-- 提示文 --
::::
薬のコラムNo.144:喘息に抗ヒスタミン剤(経口抗アレルギー剤)ケトチフェンは有効か?

医問研では日本の喘息の治療に経口抗アレルギー剤と称して抗ヒスタミン剤が多用されていることを批判してきましたが,2003年にコクラン・ライブラリ に「喘息と喘鳴の患児の長期管理におけるケトチフェン(ザジテンなど)単独あるいは併用使用」と題するシステマティック・レビューが出ていますので,これ を紹介します.

分析対象となった子ども達は?
4ヵ月から18歳(1つは25歳)までの幅広い層にまたがっています.前書きにある「幼年層(訳注:特に学童期以前を指す)に吸入治療を導入することは 比較的困難なので,ケトチフェンなど経口薬は有用である可能性がある.」としていることと,若干食い違っています.また明らかな喘息患児以外に「8週間に 2回以上の喘鳴」という様な患児も含まれています.
::::
-- 収集データ --
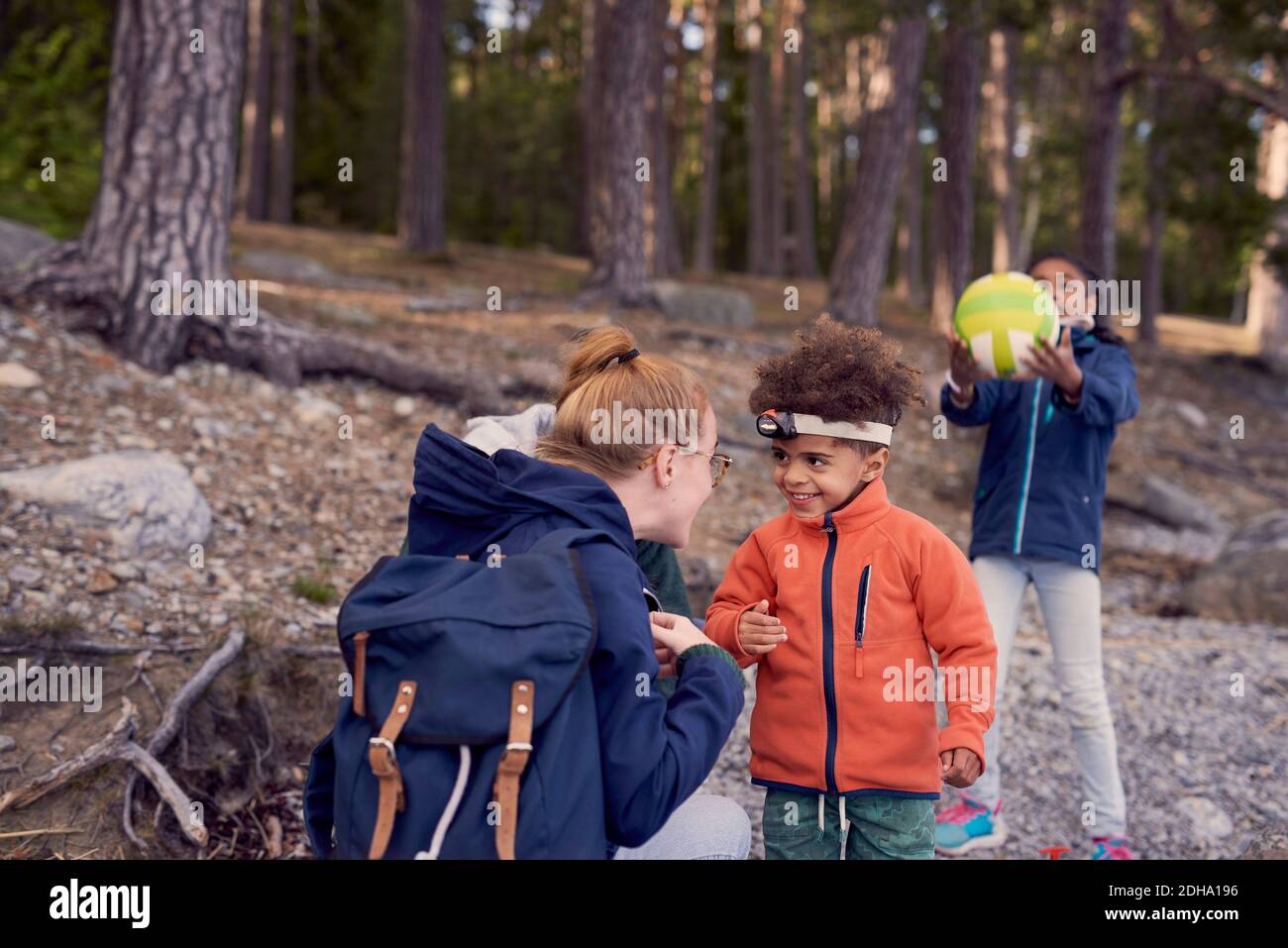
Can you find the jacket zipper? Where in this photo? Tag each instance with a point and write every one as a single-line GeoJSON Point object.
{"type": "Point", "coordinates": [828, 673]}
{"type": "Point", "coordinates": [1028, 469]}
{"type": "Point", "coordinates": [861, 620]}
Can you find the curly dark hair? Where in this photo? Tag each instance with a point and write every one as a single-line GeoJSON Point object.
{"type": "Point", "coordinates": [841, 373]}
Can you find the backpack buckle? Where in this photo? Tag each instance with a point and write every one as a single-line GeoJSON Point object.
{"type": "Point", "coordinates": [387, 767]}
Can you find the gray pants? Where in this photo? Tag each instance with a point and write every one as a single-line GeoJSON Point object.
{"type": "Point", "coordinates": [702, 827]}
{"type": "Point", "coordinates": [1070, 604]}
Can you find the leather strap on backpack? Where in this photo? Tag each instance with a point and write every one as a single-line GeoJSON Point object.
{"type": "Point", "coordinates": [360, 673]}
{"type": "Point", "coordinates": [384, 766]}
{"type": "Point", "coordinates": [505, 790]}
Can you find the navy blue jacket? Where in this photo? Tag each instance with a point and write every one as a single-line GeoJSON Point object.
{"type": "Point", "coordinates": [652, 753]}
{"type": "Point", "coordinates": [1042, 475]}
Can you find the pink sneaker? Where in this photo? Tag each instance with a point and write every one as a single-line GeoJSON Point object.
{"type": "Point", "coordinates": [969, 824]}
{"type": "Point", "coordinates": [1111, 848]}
::::
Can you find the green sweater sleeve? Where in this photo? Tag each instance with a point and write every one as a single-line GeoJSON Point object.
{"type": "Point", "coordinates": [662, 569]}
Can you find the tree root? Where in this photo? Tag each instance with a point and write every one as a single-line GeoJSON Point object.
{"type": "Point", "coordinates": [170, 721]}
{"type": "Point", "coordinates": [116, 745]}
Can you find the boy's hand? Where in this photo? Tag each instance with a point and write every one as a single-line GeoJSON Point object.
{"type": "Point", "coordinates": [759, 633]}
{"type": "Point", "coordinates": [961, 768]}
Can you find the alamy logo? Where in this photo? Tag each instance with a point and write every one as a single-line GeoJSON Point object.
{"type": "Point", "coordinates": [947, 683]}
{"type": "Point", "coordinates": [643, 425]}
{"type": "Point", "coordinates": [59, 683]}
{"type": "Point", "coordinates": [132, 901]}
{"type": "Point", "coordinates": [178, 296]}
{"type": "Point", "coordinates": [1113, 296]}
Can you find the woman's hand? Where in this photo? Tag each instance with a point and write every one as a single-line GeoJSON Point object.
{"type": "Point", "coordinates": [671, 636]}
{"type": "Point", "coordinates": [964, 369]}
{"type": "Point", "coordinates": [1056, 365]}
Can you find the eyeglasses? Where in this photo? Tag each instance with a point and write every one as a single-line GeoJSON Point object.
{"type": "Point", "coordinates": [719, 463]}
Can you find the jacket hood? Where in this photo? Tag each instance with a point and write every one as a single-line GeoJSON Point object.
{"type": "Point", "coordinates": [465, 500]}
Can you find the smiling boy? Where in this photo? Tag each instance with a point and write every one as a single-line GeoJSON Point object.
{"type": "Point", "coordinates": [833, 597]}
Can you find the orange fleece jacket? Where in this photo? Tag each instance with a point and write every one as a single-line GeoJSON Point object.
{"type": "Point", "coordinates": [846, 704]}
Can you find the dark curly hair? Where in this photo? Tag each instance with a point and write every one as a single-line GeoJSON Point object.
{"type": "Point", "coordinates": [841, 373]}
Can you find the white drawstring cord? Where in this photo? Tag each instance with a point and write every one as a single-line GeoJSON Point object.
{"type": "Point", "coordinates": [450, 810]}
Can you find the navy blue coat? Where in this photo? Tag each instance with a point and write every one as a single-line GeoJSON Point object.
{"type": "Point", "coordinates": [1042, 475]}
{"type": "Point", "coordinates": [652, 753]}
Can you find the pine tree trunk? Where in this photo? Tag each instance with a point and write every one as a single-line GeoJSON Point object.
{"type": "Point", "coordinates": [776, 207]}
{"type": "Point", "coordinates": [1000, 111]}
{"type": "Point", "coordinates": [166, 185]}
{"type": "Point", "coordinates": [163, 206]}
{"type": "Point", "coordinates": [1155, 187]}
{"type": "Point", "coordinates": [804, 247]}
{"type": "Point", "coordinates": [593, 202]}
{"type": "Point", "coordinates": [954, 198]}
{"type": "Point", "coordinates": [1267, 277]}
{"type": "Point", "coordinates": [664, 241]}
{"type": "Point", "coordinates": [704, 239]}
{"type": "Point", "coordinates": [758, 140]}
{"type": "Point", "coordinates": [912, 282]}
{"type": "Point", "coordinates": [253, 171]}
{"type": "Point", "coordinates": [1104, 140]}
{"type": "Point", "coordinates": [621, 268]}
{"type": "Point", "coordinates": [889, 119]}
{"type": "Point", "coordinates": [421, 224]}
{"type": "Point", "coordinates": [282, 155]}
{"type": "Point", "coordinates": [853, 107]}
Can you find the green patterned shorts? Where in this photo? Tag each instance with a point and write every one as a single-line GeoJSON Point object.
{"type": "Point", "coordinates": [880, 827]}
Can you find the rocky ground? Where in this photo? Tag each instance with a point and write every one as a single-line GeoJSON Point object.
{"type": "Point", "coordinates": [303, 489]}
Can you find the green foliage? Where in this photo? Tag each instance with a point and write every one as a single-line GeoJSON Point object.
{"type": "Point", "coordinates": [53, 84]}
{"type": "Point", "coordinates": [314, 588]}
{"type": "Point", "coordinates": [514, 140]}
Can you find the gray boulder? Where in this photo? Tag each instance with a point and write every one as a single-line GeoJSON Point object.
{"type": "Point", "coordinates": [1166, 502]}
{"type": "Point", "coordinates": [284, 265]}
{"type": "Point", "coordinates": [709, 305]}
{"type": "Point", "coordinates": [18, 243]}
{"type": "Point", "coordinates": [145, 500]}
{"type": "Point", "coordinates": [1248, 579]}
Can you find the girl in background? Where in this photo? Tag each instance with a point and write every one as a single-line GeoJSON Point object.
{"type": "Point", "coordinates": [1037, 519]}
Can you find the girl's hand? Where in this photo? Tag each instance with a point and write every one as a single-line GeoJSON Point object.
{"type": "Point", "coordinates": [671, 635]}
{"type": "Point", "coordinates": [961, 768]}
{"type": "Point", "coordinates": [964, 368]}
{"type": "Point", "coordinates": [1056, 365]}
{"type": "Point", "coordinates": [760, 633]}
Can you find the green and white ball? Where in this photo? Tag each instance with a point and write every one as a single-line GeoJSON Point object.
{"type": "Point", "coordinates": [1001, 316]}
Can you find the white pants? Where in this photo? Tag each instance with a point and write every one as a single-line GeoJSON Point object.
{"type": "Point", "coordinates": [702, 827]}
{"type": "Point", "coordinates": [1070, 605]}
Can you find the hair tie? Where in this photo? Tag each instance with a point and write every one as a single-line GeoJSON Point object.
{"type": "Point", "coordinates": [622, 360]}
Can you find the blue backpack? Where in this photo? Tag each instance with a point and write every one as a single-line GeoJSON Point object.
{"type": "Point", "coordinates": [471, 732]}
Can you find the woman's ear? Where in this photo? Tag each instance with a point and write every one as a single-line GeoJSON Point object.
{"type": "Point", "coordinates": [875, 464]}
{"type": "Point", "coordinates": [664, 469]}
::::
-- 課題一覧 --
(a) ケトチフェンに関するコラムの「薬のコラムNo.144:喘息」から「分析対象となった子ども達は?」まで、両端の語句も含めて一字一句そのまま書き写してください。
(b) ケトチフェンに関するコラムで、分析対象となった子ども達の年齢として数字で示されているものをすべて挙げてください。
収集データの項目は、この作業には関係しません。

-- 番号別解答 --
(a)
薬のコラムNo.144:喘息に抗ヒスタミン剤(経口抗アレルギー剤)ケトチフェンは有効か?

医問研では日本の喘息の治療に経口抗アレルギー剤と称して抗ヒスタミン剤が多用されていることを批判してきましたが,2003年にコクラン・ライブラリ に「喘息と喘鳴の患児の長期管理におけるケトチフェン(ザジテンなど)単独あるいは併用使用」と題するシステマティック・レビューが出ていますので,これ を紹介します.

分析対象となった子ども達は?

(b) 4ヵ月、18歳、25歳